What is required :: Give back each entry unchanged, minus pictures.

Entries from a point annotation set:
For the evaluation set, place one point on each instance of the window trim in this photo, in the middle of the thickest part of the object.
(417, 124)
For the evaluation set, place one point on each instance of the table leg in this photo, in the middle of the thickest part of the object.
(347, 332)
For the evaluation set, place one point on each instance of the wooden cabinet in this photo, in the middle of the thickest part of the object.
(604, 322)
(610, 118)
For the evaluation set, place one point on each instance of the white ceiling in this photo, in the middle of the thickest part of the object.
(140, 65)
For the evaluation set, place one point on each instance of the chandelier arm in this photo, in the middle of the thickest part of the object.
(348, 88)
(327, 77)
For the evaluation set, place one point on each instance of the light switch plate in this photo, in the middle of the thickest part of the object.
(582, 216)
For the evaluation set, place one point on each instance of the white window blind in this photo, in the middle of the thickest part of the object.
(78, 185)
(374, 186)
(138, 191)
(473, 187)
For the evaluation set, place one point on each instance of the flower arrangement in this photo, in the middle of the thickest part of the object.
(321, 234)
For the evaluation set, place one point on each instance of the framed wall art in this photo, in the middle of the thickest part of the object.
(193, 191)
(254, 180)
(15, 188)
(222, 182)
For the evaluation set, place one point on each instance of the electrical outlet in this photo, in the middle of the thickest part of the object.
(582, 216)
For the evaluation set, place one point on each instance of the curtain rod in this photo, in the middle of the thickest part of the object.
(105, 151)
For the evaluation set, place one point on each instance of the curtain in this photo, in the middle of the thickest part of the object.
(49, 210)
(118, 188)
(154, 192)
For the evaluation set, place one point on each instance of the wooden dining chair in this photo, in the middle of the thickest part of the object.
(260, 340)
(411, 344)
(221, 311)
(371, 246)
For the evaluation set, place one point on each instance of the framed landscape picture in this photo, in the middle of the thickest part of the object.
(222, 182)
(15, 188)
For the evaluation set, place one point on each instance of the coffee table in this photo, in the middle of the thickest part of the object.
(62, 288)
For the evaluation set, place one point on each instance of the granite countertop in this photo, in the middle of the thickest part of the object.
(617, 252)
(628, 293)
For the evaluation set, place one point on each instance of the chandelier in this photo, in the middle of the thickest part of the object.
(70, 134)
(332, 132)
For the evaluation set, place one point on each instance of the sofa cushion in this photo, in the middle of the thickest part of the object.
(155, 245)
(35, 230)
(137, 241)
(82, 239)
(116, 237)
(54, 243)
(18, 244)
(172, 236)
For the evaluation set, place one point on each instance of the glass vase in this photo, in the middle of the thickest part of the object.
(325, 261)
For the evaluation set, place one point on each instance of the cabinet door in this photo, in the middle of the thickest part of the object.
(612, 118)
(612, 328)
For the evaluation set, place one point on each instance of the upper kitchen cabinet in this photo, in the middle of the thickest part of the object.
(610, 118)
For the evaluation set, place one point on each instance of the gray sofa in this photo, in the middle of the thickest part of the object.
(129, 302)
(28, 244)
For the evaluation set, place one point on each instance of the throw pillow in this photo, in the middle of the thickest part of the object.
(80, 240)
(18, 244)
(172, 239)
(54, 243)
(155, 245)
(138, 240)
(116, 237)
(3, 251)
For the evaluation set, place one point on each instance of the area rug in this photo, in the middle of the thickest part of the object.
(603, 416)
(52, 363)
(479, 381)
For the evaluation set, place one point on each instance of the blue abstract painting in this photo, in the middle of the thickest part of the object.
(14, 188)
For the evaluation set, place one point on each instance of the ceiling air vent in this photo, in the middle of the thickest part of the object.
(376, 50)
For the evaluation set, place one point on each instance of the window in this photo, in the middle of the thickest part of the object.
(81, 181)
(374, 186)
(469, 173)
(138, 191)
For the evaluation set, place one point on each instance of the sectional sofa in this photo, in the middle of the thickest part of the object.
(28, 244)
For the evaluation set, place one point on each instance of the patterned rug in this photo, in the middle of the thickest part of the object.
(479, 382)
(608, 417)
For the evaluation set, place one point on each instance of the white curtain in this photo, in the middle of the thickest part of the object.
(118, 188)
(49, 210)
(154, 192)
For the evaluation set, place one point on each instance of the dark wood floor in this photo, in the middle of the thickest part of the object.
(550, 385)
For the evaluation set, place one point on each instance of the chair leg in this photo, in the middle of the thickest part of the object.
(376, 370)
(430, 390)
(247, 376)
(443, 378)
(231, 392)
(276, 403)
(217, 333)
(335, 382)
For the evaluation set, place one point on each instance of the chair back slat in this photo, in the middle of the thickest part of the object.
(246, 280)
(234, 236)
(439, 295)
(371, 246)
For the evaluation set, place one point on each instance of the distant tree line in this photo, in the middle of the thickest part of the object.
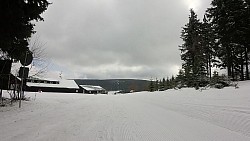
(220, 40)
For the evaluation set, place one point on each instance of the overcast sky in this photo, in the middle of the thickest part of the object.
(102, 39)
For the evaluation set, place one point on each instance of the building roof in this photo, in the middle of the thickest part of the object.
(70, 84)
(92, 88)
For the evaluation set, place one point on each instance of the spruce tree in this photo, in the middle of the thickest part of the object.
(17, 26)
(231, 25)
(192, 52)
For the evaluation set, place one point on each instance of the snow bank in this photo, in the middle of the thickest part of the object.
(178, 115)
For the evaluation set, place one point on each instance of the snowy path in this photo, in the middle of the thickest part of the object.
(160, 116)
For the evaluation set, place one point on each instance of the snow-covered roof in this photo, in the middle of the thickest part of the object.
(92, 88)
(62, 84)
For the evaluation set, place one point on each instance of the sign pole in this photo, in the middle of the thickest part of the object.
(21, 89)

Response ::
For the evaluation set, place one point on each instance of the window trim in this photo, in the middle of the thickest part of the object.
(417, 124)
For the evaluation set, place one point on each instance of the table leg in this photo, in the middle of the thickest part of the object.
(347, 332)
For the evaluation set, place one point on each instance of the wooden cabinet in this photo, in the middle of the thickest part of the object.
(604, 322)
(610, 118)
For the evaluation set, place one point on each instance of the white ceiling in this photo, in the middle of the thickest part of the object.
(140, 65)
For the evaluation set, place one point on each instance of the chandelier arm in this photo, in the middle of the thickest part of the object.
(348, 88)
(327, 77)
For the evaluation set, place one point on each instance of the light switch plate in this photo, in the middle of the thickest part of the object.
(582, 216)
For the evaluation set, place one point on each instance of the white window blind in this photo, in the middle of the thickest part of the object.
(78, 185)
(374, 186)
(138, 191)
(473, 187)
For the evaluation set, place one point on each instance of the flower arrangement in this photo, in the middle of the thickest part of the object.
(321, 234)
For the evaluation set, place one point on each instance of the framed wall art in this photo, in the middle of the thickest part of the object.
(193, 191)
(254, 180)
(15, 188)
(222, 182)
For the evaluation set, place one point on each instance of the electrical outlet in this photo, in the middle of the thickest part of the object.
(582, 216)
For the evaluation set, place one point on each instance of the curtain rod in this photo, in the middle of the thickest part of the object.
(105, 151)
For the evaluation set, place one point on each instance of the curtain in this photo, in the middle of the thickest part of the object.
(49, 210)
(118, 188)
(154, 192)
For the evaluation set, place one point on each instance of the wooden dining chair in this photo, in the middle of the thickest part of the object.
(260, 340)
(411, 344)
(221, 311)
(371, 246)
For the evaluation set, place one point on each instance of the framed landscape picture in this photo, in the middle of the thickest part of the object.
(222, 182)
(15, 188)
For the evaluation set, place one point on each instance of the coffee table in this photo, in the middle of the thickest part of the object.
(62, 288)
For the evaluation set, place one point on each instance of the granite countertop in this photo, in the middle of the thickest part of the object.
(617, 252)
(628, 293)
For the evaluation set, place one point on each instance of the chandelier in this photo, in the middle of the thickest part of the object.
(70, 134)
(332, 132)
For the evaluation set, place one point on each instance of the sofa cushion in this photo, in the middle of the thickest part of the object.
(155, 245)
(35, 230)
(137, 241)
(82, 239)
(116, 237)
(54, 243)
(18, 244)
(172, 236)
For the evaluation set, place one point on each instance of the glass vase in this photo, in the middle of the thickest part of the object.
(325, 261)
For the evaluation set, place one point on each instance of the cabinet door in this photo, in the middle of the thickest part of the object.
(612, 118)
(612, 328)
For the evaluation set, place one point on each instance of the upper kitchen cabinet in this photo, in the middle of the thickest part of the object.
(610, 118)
For the evaluation set, place one point on each instance of the gray sofa in this photo, in the middle of the thickest part of the object.
(129, 302)
(28, 244)
For the evaluation set, place one point on each instance of the throw pillow in this photo, in the middle of the thickest part of the object.
(80, 240)
(18, 244)
(172, 239)
(54, 243)
(155, 245)
(138, 240)
(116, 237)
(3, 251)
For the evaluation set, place one point on each instance of the area rug in this photo, in the middle of the thickest part of the object.
(603, 416)
(52, 363)
(479, 381)
For the evaluation set, place one point on each instance of the blue abstract painting in this photo, in the middle of the thickest part of the object.
(14, 188)
For the evaluation set, place one point on each instance of the ceiling air vent in this photo, in the middle of the thickest part of the object.
(376, 50)
For the evaluation set, place one point on each instance of the window in this photo, in the middle of the thickest part of the object.
(81, 181)
(374, 186)
(469, 173)
(138, 191)
For the evaluation set, place one point on each instance of the sectional sofa in this photo, in the middle of the thickest part of the object.
(28, 244)
For the evaluation set, place one point on each instance of the patterned rug in this photo, in the middle of the thickest part of the object.
(479, 382)
(608, 417)
For the evaluation set, place one point on each instance of the white curtain in this photo, in the middle of the thickest part of the object.
(118, 188)
(49, 210)
(154, 192)
For the evaluation set, place one point on each instance of the dark wood floor in this photo, in the middle of the thickest part of the object.
(550, 385)
For the evaluation set, place one point on each instance of the chair leg in this photo, in the middle of the thickest part of the object.
(376, 370)
(430, 390)
(247, 376)
(443, 378)
(231, 392)
(276, 403)
(217, 333)
(335, 382)
For the evaluation set, place one point on each instance of the chair back slat in this photo, in the middle of the thickest part of the object.
(246, 280)
(234, 236)
(439, 295)
(371, 246)
For the evaluation set, place one point on each instance of the distant tree line in this photo, in the middle of the thickest part of the object.
(220, 40)
For the evaluation set, place one point on each instance of the overcast sky in this photo, in the middle of the thickest part of the object.
(102, 39)
For the evaluation set, place one point on each instance of the building roof in this photo, in the middle of the thickest part of the object.
(70, 84)
(92, 88)
For the evaluation set, place one point on each instance of the spruce tree in this photo, in the middle of the thickest part of the object.
(17, 26)
(231, 25)
(192, 52)
For the evaluation set, place one point on each instance of the snow bank in this photo, in the middle of the thickest part of the object.
(178, 115)
For the evaluation set, place one point on each instance of the snowy path in this photo, in the middle of the thickest part of the object.
(160, 116)
For the evaluation set, place one point on each instance of the snow-covered roof in this photo, in the middle of the thickest part of the object.
(92, 88)
(62, 84)
For the evaluation set, place one point on each instance of the sign pole in this photo, in the middle of the thickest part of the object.
(21, 89)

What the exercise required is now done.